_List of tasks_
A. Return the part of the article on the couple's buy-to-let loan starting with "There is a story" and going on through "initial €1.12 million loan.", copied verbatim.
B. Using the article on the couple's buy-to-let loan, decide whether each statement agrees with the text. Answer yes or no, and quote the words that decide it. (i) The loan offer letter was issued in 2007. (ii) The 5.41% interest rate applied over a term of 20 years. (iii) The judge decided the case in the couple's favor out of sympathy.
C. Extend the article on the couple's buy-to-let loan and Pepper Finance, beginning after its last sentence.

_Passage for review_
══════

There is a story in the Irish Times today about a couple who are going to lose three buy to let houses to Pepper Finance even though they repaid €950,000 of an initial €1.12 million loan.
The judge said he had sympathy for them but was obliged to decide his cases on the law, not sympathy.
The problem for the couple, and for anyone who borrows money from a bank, is that the bank must be paid interest, too. That is how the banking system works.
At the outset the loan offer letter in 2007 stated that they were borrowing €1.127 million but the total amount repayable on the loan facility was €2.252 million. The different between these two figures gives you the cost of credit, or interest, which amounted to €1.125 million.
Thus, the amount paid back by the couple may have been €950,000 but the remaining balance still stood at €1.4 million, and Pepper Finance were granted an order for the sale of the properties.
The simple mathematics of applying an interest rate of 5.41% to a loan facility over a term of 30 years means the borrower will pay back a multiple of the original amount borrowed.

══════

_Material shown_
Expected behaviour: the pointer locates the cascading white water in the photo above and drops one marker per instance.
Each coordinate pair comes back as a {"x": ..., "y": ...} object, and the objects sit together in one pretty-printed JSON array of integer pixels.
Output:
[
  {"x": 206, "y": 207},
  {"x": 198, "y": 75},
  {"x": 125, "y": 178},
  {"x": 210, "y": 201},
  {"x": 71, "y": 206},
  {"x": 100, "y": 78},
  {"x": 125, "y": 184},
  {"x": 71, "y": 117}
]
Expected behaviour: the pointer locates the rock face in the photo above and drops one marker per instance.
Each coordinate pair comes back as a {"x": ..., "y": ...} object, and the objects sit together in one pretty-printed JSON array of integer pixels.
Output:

══════

_Answers for this exercise_
A.
There is a story in the Irish Times today about a couple who are going to lose three buy to let houses to Pepper Finance even though they repaid €950,000 of an initial €1.12 million loan.

B.
(i) Yes: "At the outset the loan offer letter in 2007 stated that they were borrowing €1.127 million"
(ii) No: "applying an interest rate of 5.41% to a loan facility over a term of 30 years"
(iii) No: "was obliged to decide his cases on the law, not sympathy"

C.
There were many factors as to why the couple was unable to meet the repayments as they fell due. These factors included rent freeze restrictions, covid 19, the 2007/2008 property crash, loss of employment.
This type of story will be a familiar one to anyone who has borrowed money from a lender and has struggled valiantly to make the payments and have, in fact, paid back the original capital sum.
But paying back the original capital sum is not enough. In our banking system banks make their money from charging interest on money lent at a higher rate than they pay depositors. This difference, or margin, allows them to continue taking in deposits and lending money.